*GIVEN INSTRUCTION*
Put every line of the rows below into a JSON list of strings, one string per line, and leave out any blank lines.

Pointing entries for named objects
######

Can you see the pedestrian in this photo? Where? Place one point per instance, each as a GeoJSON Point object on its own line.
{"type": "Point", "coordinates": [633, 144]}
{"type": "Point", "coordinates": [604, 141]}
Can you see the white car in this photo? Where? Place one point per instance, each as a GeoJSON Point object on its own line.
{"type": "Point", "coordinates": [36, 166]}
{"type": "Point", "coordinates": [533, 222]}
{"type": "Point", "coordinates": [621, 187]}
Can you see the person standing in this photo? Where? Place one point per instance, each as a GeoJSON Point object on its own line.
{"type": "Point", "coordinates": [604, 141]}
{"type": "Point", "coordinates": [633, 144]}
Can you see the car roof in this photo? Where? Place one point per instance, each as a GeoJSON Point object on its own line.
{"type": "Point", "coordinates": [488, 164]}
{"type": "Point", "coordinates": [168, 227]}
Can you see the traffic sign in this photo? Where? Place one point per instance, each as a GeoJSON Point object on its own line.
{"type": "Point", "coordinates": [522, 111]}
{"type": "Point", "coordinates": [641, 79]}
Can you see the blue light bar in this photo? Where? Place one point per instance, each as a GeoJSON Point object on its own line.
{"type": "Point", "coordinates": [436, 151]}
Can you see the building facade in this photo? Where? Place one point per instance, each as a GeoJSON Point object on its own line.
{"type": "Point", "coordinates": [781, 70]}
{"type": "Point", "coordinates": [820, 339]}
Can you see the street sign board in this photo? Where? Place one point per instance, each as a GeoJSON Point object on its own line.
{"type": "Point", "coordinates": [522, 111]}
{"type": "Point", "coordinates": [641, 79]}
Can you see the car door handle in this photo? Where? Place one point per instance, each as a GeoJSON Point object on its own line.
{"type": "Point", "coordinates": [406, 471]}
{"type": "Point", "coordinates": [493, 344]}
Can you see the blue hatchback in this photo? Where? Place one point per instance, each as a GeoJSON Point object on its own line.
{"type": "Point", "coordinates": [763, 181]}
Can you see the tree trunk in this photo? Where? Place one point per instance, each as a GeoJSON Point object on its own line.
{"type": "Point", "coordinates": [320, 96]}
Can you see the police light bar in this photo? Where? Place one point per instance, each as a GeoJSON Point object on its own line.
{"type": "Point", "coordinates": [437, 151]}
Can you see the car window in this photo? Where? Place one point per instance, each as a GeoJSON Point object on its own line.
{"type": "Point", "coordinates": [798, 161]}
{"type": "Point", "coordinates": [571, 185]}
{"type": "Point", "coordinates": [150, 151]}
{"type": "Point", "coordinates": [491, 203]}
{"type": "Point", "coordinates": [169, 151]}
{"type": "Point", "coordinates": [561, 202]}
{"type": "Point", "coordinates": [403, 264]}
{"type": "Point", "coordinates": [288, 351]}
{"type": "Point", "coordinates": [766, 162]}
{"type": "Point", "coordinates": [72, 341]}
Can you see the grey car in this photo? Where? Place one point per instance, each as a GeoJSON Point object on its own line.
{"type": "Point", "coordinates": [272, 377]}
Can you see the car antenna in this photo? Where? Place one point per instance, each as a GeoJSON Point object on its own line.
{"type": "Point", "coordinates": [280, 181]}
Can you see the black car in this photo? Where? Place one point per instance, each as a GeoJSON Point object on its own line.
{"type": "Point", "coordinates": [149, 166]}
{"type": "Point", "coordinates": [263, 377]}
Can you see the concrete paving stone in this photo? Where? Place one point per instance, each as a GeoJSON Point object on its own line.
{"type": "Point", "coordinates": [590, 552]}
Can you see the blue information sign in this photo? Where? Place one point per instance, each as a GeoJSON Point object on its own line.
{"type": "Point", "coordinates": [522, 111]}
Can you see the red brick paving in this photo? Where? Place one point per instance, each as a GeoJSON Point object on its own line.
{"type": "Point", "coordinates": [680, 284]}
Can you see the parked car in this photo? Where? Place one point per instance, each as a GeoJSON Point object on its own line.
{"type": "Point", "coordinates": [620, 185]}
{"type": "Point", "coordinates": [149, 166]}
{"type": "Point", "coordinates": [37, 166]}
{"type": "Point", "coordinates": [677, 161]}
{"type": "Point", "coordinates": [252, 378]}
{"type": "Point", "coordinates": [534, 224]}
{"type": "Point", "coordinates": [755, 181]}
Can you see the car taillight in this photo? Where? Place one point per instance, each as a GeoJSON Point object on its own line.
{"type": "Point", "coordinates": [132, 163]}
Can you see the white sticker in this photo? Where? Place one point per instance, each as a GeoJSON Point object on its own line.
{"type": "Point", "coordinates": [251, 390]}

######

*EXERCISE OUTPUT*
[
  "Can you see the pedestrian in this photo? Where? Place one point per instance, each as a GeoJSON Point object on its own line.",
  "{\"type\": \"Point\", \"coordinates\": [633, 144]}",
  "{\"type\": \"Point\", \"coordinates\": [604, 141]}",
  "Can you see the white car in this photo? Where? Place one point per instance, each as a GeoJSON Point object on its own line.",
  "{\"type\": \"Point\", \"coordinates\": [36, 166]}",
  "{\"type\": \"Point\", \"coordinates\": [533, 222]}",
  "{\"type\": \"Point\", \"coordinates\": [621, 187]}",
  "Can you see the person standing in this photo? Where? Place one point per instance, each as a GeoJSON Point object on its own line.",
  "{\"type\": \"Point\", \"coordinates\": [604, 141]}",
  "{\"type\": \"Point\", \"coordinates\": [633, 144]}",
  "Can you see the car roof in this photo? Where? Place one point per instance, each as a GeoJSON Point object on its own line.",
  "{\"type\": \"Point\", \"coordinates\": [488, 164]}",
  "{\"type\": \"Point\", \"coordinates\": [168, 227]}",
  "Can you see the traffic sign in this photo? Where? Place one point per instance, each as a GeoJSON Point object on its own line.",
  "{\"type\": \"Point\", \"coordinates\": [522, 111]}",
  "{\"type\": \"Point\", \"coordinates\": [641, 79]}",
  "Can you see the blue light bar in this photo? Where? Place one point per instance, each as a GeoJSON Point object on its own line.",
  "{\"type\": \"Point\", \"coordinates\": [436, 151]}",
  "Can you see the building facade in this photo? Where? Place one point per instance, each as a GeoJSON Point object on its own line.",
  "{\"type\": \"Point\", \"coordinates\": [781, 70]}",
  "{\"type\": \"Point\", \"coordinates\": [820, 339]}",
  "Can you see the street sign board in this photo? Where? Place one point per instance, each as a GeoJSON Point object on its own line.",
  "{\"type\": \"Point\", \"coordinates\": [522, 111]}",
  "{\"type\": \"Point\", \"coordinates\": [641, 79]}",
  "Can you see the car door handle in this photo? Where? Place one point per instance, each as a GeoJSON Point object on its own line.",
  "{\"type\": \"Point\", \"coordinates\": [406, 471]}",
  "{\"type\": \"Point\", \"coordinates\": [493, 344]}",
  "Can you see the blue hatchback in this photo? Where? Place one point per instance, each as a GeoJSON Point object on its own line.",
  "{\"type\": \"Point\", \"coordinates\": [763, 181]}",
  "Can you see the tree trunk in this photo? Where? Place one point per instance, each as a GeoJSON Point object on its own line.",
  "{\"type\": \"Point\", \"coordinates\": [320, 96]}",
  "Can you see the police light bar in this photo? Where? Place one point per instance, each as a GeoJSON Point object on its own line.",
  "{\"type\": \"Point\", \"coordinates\": [437, 151]}",
  "Can you see the car window in this photo? Where? Place one point per instance, each as a GeoJSON Point object on its own line.",
  "{\"type\": \"Point\", \"coordinates\": [798, 161]}",
  "{\"type\": \"Point\", \"coordinates\": [571, 185]}",
  "{\"type\": \"Point\", \"coordinates\": [150, 151]}",
  "{\"type\": \"Point\", \"coordinates\": [491, 203]}",
  "{\"type\": \"Point\", \"coordinates\": [169, 151]}",
  "{\"type\": \"Point\", \"coordinates\": [561, 202]}",
  "{\"type\": \"Point\", \"coordinates\": [403, 264]}",
  "{\"type\": \"Point\", \"coordinates\": [288, 351]}",
  "{\"type\": \"Point\", \"coordinates\": [766, 162]}",
  "{\"type\": \"Point\", \"coordinates\": [72, 341]}",
  "Can you see the grey car in this photo? Where? Place one point per instance, each as a GeoJSON Point object on its own line.",
  "{\"type\": \"Point\", \"coordinates\": [272, 377]}",
  "Can you see the car antenna in this photo? Where? Place one point per instance, each as a GeoJSON Point object on its own line.",
  "{\"type\": \"Point\", \"coordinates\": [280, 181]}",
  "Can you see the black car in this photo? Where? Place one point per instance, each as a GeoJSON Point object on its own line.",
  "{\"type\": \"Point\", \"coordinates\": [149, 166]}",
  "{\"type\": \"Point\", \"coordinates\": [263, 377]}",
  "Can you see the concrete paving stone in this photo? Where? Place one point per instance, each as a GeoJSON Point object on its own line.",
  "{\"type\": \"Point\", \"coordinates\": [590, 552]}",
  "Can you see the blue information sign in this photo? Where? Place one point per instance, each as a GeoJSON Point object on its own line.",
  "{\"type\": \"Point\", \"coordinates\": [522, 111]}",
  "Can you see the red brick paving in this photo? Where? Place one point per instance, each as a GeoJSON Point object on its own line.",
  "{\"type\": \"Point\", \"coordinates\": [680, 284]}",
  "Can you see the parked car in this photo? Where? Place one point per instance, each as a GeoJSON Point object on its own line.",
  "{\"type\": \"Point\", \"coordinates\": [620, 185]}",
  "{\"type\": \"Point\", \"coordinates\": [149, 166]}",
  "{\"type\": \"Point\", \"coordinates\": [37, 166]}",
  "{\"type\": \"Point\", \"coordinates\": [677, 161]}",
  "{\"type\": \"Point\", \"coordinates\": [252, 378]}",
  "{\"type\": \"Point\", \"coordinates\": [534, 224]}",
  "{\"type\": \"Point\", \"coordinates\": [755, 181]}",
  "Can you see the car taillight in this photo? Where? Place one point per instance, each as a GeoJSON Point object on its own line.",
  "{\"type\": \"Point\", \"coordinates\": [132, 163]}",
  "Can you see the white sticker in this photo? Where? Place one point per instance, each as a GeoJSON Point object on its own line.",
  "{\"type\": \"Point\", \"coordinates\": [251, 390]}"
]